**DOCUMENT SECTION:**
= = =
US Politics

Talking with Turnbull 'worst call by far', Trump says: Washington Post

US President Donald Trump speaks on the phone with Prime Minister of Australia, Malcolm Turnbull, in the Oval Office in Washington, DC, USA, 28 January 2017. Source: UPI POOL

'This is the worst deal ever,' President Donald Trump reportedly said of the refugee deal with Australia, according to the Washington Post.

A reporter behind a Washington Post scoop revealing the hostile nature of the first official call between Donald Trump and Malcolm Turnbull has told SBS it is an "indication of souring relations".

Washington Post White House bureau chief, Philip Rucker,said the call between the new US president and the prime minster was "unexpectedly hostile" as a result of a refugee deal reached under the Obama administration.

"The president got very upset with the prime minister over a refugee agreement that had been reached under President Obama to allow a number of refugees from Australia, about 1200, to come to the United States," he said.

"President Trump felt like this would be a danger to the national security of the United States and actually told the prime minister that he doesn’t want to let in the next Boston bomber."

Rucker said the "professional disagreement" over the policy, which would transfer refugees on Manus Island and Nauru in the US, saw Trump end the call significantly earlier than the planned hour-long conversation.

"It ended abruptly after about 25 minutes and a real indication of souring relations," he said.

"Trump actually told the prime minister that he had spoken with four other world leaders earlier that day, including Russia’s Vladimir Putin, but he told your prime minister, ‘this was the worst talk by far’."

That day Trump had also spoken to the leaders of Japan, France, Russia and Germany, among others.
= = =
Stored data
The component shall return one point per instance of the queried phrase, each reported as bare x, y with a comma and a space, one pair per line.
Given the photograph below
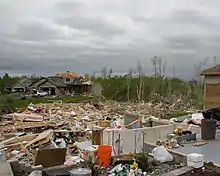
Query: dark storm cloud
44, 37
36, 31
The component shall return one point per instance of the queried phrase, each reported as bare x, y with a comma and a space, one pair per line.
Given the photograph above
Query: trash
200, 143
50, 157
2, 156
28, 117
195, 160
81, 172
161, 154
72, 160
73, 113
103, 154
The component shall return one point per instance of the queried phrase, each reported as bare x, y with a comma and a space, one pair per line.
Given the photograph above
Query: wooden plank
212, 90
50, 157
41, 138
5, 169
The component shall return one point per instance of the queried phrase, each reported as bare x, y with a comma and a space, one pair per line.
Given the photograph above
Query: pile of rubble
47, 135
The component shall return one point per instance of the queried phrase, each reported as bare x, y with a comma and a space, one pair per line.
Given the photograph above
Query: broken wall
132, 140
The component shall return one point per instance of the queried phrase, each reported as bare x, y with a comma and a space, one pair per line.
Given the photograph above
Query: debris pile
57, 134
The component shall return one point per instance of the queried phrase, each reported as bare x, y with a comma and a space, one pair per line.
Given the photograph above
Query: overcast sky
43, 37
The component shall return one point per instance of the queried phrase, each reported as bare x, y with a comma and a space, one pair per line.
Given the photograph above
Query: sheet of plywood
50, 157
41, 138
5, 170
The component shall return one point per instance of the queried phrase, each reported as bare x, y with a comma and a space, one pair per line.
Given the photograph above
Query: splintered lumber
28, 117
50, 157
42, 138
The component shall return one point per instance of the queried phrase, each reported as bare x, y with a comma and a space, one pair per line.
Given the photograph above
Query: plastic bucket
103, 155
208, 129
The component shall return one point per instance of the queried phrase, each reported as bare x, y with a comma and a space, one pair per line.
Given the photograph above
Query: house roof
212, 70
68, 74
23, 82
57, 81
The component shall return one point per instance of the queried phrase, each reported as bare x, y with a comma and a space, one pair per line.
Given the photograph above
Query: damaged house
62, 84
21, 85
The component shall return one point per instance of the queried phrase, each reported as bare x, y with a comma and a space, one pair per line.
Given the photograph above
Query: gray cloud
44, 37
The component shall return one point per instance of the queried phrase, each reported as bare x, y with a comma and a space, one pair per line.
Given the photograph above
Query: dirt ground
= = =
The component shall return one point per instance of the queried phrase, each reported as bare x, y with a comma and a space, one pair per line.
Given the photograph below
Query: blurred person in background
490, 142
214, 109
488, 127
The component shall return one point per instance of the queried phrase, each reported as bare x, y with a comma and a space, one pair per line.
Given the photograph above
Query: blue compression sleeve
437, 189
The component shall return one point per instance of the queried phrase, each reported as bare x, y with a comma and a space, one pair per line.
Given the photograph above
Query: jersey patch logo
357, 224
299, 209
= = =
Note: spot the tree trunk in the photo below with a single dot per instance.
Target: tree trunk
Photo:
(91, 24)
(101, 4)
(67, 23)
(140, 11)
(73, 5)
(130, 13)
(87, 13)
= = =
**WHAT YOU NEED TO DO:**
#1 List every person named in the article on the Trump–Turnbull phone call.
#2 Transcribe the stretch of the article on the Trump–Turnbull phone call from "Rucker said the" through "Germany, among others.", word for word.
Use only the article on the Trump–Turnbull phone call, not the listing.

**RESPONSES FOR EACH TASK:**
#1 Donald Trump, Malcolm Turnbull, Philip Rucker, President Obama, Vladimir Putin

#2
Rucker said the "professional disagreement" over the policy, which would transfer refugees on Manus Island and Nauru in the US, saw Trump end the call significantly earlier than the planned hour-long conversation.

"It ended abruptly after about 25 minutes and a real indication of souring relations," he said.

"Trump actually told the prime minister that he had spoken with four other world leaders earlier that day, including Russia’s Vladimir Putin, but he told your prime minister, ‘this was the worst talk by far’."

That day Trump had also spoken to the leaders of Japan, France, Russia and Germany, among others.